Using Options To Tell The Future

| December 28, 2011 | 0 Comments

Can you tell the future just by looking at options?  Unusual question, but the answer may surprise you.

Option volume can be very useful in determining the direction a particular stock or ETF might move.  And it’s an indicator you should watch when analyzing your own portfolio.

Let me be clear, I’m not talking about trading options, just looking at option volume.

In short… the key is to look at options on your stocks to identify unusual volume activity.  If done correctly, it can tell you a whole bunch about potential future movements in your stocks or ETFs.

And that’s what it’s all about, information for you.

Now, let me walk you through an example of how I do it…

For instance, with energy stocks so volatile lately, I’ve been focusing my attention on the SPDR Select Sector Energy Fund (XLE).  I know it’s about to make a big move, however, the direction is a bit elusive.

So, first I go through my normal analysis as a routine trader.  This includes looking at ETF volume, momentum and technical indicators. This information will show if I even want to purchase XLE.

In this case, it just so happens, XLE’s technicals are what have been hanging me up.

As you can see, XLE is trading in a range between $65 and $70.  The shares have been bouncing up and down in this range for several weeks.

I would love to know if XLE is poised to break out to the upside.  And I’m just as interested to see if the ETF is going to bounce off resistance and head down again.
# # # # #
» What to work on
Pick up the article on using option volume to predict stock moves from its last sentence and carry it forward.

[Position annotation lines]
# # # # #
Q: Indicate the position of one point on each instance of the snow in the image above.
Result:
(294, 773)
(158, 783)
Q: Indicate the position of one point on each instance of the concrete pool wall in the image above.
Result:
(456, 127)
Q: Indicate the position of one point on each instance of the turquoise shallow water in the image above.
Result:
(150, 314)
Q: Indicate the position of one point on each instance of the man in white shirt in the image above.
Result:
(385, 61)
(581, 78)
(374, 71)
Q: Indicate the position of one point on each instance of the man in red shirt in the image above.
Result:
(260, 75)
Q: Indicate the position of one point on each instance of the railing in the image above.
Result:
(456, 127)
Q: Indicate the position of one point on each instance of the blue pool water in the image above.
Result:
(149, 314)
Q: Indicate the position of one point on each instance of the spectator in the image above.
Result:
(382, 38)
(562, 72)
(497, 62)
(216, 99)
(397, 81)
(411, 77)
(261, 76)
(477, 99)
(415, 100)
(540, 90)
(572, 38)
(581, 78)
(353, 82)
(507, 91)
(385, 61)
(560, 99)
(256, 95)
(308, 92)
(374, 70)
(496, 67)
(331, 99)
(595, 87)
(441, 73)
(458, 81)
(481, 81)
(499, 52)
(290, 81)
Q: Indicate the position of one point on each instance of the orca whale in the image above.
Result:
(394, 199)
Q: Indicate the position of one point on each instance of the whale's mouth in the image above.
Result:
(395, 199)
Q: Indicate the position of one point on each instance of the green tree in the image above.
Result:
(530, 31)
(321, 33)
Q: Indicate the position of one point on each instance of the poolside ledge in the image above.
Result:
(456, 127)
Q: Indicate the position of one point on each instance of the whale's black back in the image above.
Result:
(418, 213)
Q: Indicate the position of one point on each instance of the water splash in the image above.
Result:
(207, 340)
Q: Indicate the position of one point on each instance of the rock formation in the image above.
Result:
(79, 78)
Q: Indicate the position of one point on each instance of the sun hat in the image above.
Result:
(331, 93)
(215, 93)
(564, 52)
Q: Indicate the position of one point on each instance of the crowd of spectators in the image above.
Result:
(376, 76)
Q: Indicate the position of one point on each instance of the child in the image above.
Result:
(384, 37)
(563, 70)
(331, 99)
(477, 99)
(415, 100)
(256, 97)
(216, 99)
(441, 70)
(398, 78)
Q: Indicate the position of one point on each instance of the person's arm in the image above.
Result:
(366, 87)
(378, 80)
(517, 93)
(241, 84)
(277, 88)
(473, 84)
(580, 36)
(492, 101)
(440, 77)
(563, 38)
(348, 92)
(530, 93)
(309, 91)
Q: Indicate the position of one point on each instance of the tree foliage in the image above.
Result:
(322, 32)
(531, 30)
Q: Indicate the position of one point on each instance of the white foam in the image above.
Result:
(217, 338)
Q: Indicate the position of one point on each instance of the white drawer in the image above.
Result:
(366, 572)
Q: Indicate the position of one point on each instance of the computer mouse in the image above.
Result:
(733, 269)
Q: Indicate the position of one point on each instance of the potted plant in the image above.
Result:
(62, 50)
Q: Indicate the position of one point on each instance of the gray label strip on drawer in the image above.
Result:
# # # # #
» Result of this task
This is when I go to the option chains.

After I pull up my option chain, I look at several strike prices and months.  Here’s what I found for XLE.

As I write, XLE just finished the day at $69.20, up 1.2%.  I found that more than 100,000 XLE options traded yesterday, that’s the equivalent of 10 million shares.

As I continued to hone in, I saw the December quarterly expiration (December 30th, 2011) $65 put options topped the action with 22,600 contracts changing hands.  One block was purchased for an average price of $0.14 per contract.

So, what does all this mean?

First off, since these traders bought puts, it would automatically tell me XLE is probably going lower.  In addition, when I see large option blocks trade at very cheap prices ($.05-$.25), it usually spells speculation.  In other words, traders making large bets that a particular stock or ETF will make a large move in their direction sooner than later.

However, large put transactions don’t always mean the underlying stock or ETF is heading lower.  If I saw the same trade executed for $1 or more, it would probably indicate something else.  For example, it could mean traders are selling put options to collect the premium.  In that case, the option activity would signal a bullish outlook for XLE.

You see, it’s very rare traders speculate on stock direction for over $0.25.  It’s not practical.  And it’s simply too expensive.

Bottom line…

Over my 15 years trading options, I’ve found option volume trends to be an accurate indicator of the underlying asset’s next move.  So, next time you’re thinking about buying a stock or ETF, take a look at the option volume and see if there’s any unusually heavy activity.  It just might give you the clue you need to determine where the stock or ETF is headed in the near-term.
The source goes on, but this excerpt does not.